→ **Task directions**: Copy the items from the line with "of man's right" up to and including the line with "top-left (638, 378), bottom-right (870, 524)", swapping "detection head" for "object detector" and leaving everything else unchanged.

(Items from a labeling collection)

□ □ □ □ □

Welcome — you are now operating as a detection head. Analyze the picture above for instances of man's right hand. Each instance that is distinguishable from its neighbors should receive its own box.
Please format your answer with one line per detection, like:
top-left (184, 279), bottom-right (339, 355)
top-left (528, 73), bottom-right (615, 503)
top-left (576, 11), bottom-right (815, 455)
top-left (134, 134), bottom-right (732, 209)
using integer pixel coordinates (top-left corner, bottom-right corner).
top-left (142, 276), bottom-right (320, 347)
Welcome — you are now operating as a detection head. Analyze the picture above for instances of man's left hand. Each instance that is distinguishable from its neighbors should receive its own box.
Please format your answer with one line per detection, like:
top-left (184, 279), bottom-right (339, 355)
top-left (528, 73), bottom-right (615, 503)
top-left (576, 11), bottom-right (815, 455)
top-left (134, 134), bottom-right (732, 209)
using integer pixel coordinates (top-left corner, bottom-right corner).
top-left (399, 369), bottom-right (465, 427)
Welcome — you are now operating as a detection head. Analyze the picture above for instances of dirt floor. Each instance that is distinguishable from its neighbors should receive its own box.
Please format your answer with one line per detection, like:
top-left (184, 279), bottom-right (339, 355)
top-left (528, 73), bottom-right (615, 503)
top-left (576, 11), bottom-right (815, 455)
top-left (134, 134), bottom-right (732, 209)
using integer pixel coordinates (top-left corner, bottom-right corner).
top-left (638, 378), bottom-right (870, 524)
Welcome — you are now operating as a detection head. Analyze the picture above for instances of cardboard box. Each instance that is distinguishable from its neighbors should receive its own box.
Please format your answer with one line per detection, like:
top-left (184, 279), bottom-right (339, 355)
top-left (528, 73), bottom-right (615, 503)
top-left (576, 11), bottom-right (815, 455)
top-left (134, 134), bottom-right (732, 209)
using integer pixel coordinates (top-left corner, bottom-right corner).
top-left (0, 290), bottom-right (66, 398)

□ □ □ □ □

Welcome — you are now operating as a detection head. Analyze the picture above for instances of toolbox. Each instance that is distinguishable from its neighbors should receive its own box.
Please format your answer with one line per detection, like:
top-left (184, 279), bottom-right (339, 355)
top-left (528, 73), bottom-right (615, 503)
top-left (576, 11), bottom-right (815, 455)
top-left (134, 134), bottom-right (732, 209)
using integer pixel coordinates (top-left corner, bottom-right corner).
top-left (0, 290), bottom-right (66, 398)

□ □ □ □ □

→ **Written solution**:
Welcome — you are now operating as a object detector. Analyze the picture above for instances of man's right hand. Each instance that is distinguishable from its neighbors should receive its own box.
Please format your answer with one line per detection, like:
top-left (184, 279), bottom-right (339, 355)
top-left (528, 73), bottom-right (615, 503)
top-left (576, 11), bottom-right (815, 455)
top-left (134, 134), bottom-right (732, 209)
using integer pixel coordinates (top-left corner, bottom-right corner).
top-left (142, 276), bottom-right (320, 347)
Welcome — you are now operating as a object detector. Analyze the picture above for instances of man's left hand. Each instance that is distinguishable from its neighbors should receive its own box.
Please format your answer with one line per detection, like:
top-left (184, 279), bottom-right (339, 355)
top-left (528, 73), bottom-right (615, 503)
top-left (576, 11), bottom-right (815, 455)
top-left (134, 134), bottom-right (732, 209)
using integer pixel coordinates (top-left corner, bottom-right corner).
top-left (399, 369), bottom-right (465, 427)
Welcome — you are now operating as a object detector. Analyze the picture above for instances of dirt floor. Each instance that is distinguishable from its neighbors should receive its own box.
Please format your answer with one line per detection, like:
top-left (184, 279), bottom-right (339, 355)
top-left (528, 73), bottom-right (615, 503)
top-left (576, 11), bottom-right (815, 455)
top-left (134, 134), bottom-right (732, 209)
using integer pixel coordinates (top-left corner, bottom-right corner).
top-left (638, 378), bottom-right (870, 524)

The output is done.